** start of AVAILABLE RECORDS **

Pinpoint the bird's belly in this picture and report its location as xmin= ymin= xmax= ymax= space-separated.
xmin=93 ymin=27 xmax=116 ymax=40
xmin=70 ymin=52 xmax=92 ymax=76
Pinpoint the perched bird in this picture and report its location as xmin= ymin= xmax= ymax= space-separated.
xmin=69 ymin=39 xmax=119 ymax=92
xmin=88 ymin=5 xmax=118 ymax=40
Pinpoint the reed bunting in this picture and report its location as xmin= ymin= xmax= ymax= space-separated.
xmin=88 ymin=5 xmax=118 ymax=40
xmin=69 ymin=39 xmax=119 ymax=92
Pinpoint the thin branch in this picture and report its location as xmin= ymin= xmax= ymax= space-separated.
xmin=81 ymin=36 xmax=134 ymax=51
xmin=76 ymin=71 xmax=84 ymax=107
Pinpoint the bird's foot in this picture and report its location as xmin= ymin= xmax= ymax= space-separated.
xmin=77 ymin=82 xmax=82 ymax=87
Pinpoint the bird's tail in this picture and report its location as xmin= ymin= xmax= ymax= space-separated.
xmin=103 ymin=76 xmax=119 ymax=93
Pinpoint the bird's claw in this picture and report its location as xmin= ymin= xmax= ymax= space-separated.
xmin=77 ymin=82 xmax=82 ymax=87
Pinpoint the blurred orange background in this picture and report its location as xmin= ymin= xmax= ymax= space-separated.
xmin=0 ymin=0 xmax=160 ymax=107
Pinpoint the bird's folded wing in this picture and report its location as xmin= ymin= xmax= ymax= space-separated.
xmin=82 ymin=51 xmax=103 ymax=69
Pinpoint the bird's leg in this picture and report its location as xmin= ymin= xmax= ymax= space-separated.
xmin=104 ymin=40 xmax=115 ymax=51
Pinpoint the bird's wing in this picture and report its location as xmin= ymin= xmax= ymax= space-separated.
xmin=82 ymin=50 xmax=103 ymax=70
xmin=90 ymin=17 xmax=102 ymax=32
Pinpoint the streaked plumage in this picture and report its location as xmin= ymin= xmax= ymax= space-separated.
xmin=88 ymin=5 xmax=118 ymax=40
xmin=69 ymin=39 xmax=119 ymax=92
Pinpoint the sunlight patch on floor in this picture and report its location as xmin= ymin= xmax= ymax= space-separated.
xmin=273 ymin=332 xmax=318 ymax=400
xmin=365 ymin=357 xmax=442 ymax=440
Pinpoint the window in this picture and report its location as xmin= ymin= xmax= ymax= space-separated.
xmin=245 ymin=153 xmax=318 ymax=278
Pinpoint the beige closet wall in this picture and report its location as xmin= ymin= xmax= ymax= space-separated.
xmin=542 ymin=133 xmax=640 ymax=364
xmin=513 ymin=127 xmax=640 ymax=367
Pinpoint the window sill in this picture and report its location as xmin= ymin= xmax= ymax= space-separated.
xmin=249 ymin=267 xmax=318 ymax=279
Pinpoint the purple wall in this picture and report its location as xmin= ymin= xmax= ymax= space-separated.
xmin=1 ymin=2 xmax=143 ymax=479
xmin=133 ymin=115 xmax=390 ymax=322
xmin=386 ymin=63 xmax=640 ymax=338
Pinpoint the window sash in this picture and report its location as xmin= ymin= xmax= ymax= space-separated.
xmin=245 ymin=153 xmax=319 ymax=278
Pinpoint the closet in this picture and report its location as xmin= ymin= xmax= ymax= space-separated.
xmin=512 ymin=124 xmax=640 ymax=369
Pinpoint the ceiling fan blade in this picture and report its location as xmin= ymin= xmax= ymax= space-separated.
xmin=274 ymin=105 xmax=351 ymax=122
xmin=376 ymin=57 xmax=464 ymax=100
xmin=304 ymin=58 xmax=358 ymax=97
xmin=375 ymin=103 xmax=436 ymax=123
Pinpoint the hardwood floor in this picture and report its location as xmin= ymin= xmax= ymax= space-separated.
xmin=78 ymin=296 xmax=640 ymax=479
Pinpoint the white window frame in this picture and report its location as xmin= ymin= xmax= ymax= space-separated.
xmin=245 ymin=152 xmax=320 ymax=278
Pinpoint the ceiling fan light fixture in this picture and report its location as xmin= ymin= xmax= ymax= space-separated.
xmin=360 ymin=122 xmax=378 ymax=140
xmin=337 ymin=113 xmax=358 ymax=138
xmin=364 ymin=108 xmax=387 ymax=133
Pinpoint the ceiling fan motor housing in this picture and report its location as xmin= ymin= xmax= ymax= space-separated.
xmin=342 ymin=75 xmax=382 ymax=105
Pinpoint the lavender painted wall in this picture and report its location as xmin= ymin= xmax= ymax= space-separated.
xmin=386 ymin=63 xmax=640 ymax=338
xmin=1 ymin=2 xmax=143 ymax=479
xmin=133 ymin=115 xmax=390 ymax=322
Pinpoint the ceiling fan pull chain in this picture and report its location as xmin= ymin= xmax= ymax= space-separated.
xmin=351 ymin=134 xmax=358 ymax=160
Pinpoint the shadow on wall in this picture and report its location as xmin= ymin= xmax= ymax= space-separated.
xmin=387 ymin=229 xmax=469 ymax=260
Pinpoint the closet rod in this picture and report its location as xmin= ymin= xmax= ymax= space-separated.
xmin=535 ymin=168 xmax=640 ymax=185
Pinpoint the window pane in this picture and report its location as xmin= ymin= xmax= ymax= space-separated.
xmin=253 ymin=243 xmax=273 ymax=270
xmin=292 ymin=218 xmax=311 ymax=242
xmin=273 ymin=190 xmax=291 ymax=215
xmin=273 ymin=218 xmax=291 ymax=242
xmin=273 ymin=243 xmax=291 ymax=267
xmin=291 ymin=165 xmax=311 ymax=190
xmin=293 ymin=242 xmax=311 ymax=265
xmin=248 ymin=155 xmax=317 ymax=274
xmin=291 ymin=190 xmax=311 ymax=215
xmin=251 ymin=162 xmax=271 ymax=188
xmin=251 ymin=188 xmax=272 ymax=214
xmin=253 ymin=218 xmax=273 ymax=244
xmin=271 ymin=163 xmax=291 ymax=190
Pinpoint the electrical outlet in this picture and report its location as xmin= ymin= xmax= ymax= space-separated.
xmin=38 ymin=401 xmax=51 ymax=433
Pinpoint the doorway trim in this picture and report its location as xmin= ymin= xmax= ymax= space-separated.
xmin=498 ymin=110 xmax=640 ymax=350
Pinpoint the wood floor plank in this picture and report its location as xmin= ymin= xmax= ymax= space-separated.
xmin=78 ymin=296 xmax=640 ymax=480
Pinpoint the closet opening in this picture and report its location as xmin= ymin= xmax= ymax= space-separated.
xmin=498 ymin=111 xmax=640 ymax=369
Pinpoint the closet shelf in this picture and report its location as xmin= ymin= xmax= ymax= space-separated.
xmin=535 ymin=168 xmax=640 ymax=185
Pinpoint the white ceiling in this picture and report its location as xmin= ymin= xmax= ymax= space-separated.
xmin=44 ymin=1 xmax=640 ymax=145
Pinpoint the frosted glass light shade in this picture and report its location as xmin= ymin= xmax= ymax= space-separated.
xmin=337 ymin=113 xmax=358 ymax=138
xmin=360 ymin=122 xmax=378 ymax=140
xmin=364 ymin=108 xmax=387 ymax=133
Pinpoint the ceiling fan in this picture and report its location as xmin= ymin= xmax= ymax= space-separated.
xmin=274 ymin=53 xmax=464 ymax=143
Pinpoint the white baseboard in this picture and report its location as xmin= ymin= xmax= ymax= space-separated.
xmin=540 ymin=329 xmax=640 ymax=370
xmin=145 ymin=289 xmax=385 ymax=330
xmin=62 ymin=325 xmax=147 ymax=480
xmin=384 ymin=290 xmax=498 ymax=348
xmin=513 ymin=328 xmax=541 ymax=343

** end of AVAILABLE RECORDS **

YOUR TASK |
Pull out the lines of the items above, starting at the one that contains "Pinpoint the white window" and ending at the one that contains "xmin=271 ymin=163 xmax=291 ymax=190", and repeat them word for word.

EXERCISE OUTPUT |
Pinpoint the white window frame in this picture and report its location as xmin= ymin= xmax= ymax= space-separated.
xmin=245 ymin=152 xmax=320 ymax=278
Pinpoint the ceiling fan light fixture in this picture and report its location as xmin= ymin= xmax= ymax= space-separated.
xmin=360 ymin=122 xmax=378 ymax=140
xmin=337 ymin=113 xmax=358 ymax=138
xmin=364 ymin=108 xmax=387 ymax=133
Pinpoint the ceiling fan motor housing in this picture and report its location as xmin= ymin= xmax= ymax= space-separated.
xmin=342 ymin=75 xmax=382 ymax=105
Pinpoint the lavender painted wall in this picture and report its location as xmin= ymin= xmax= ymax= space-separated.
xmin=386 ymin=63 xmax=640 ymax=338
xmin=1 ymin=2 xmax=143 ymax=479
xmin=133 ymin=115 xmax=390 ymax=322
Pinpoint the ceiling fan pull chain in this picture and report its location as xmin= ymin= xmax= ymax= space-separated.
xmin=351 ymin=134 xmax=358 ymax=160
Pinpoint the shadow on wall in this picture and report its location as xmin= ymin= xmax= ymax= space-separated.
xmin=387 ymin=229 xmax=469 ymax=260
Pinpoint the closet rod in this picture and report its location as xmin= ymin= xmax= ymax= space-separated.
xmin=535 ymin=168 xmax=640 ymax=185
Pinpoint the window pane in this picture and report its location as xmin= ymin= xmax= ymax= space-separated.
xmin=253 ymin=243 xmax=273 ymax=270
xmin=292 ymin=218 xmax=311 ymax=242
xmin=273 ymin=190 xmax=291 ymax=215
xmin=273 ymin=218 xmax=291 ymax=242
xmin=273 ymin=243 xmax=291 ymax=267
xmin=291 ymin=165 xmax=311 ymax=190
xmin=293 ymin=242 xmax=311 ymax=265
xmin=248 ymin=155 xmax=317 ymax=274
xmin=291 ymin=190 xmax=311 ymax=215
xmin=251 ymin=162 xmax=271 ymax=188
xmin=251 ymin=188 xmax=272 ymax=214
xmin=253 ymin=218 xmax=273 ymax=244
xmin=271 ymin=163 xmax=291 ymax=190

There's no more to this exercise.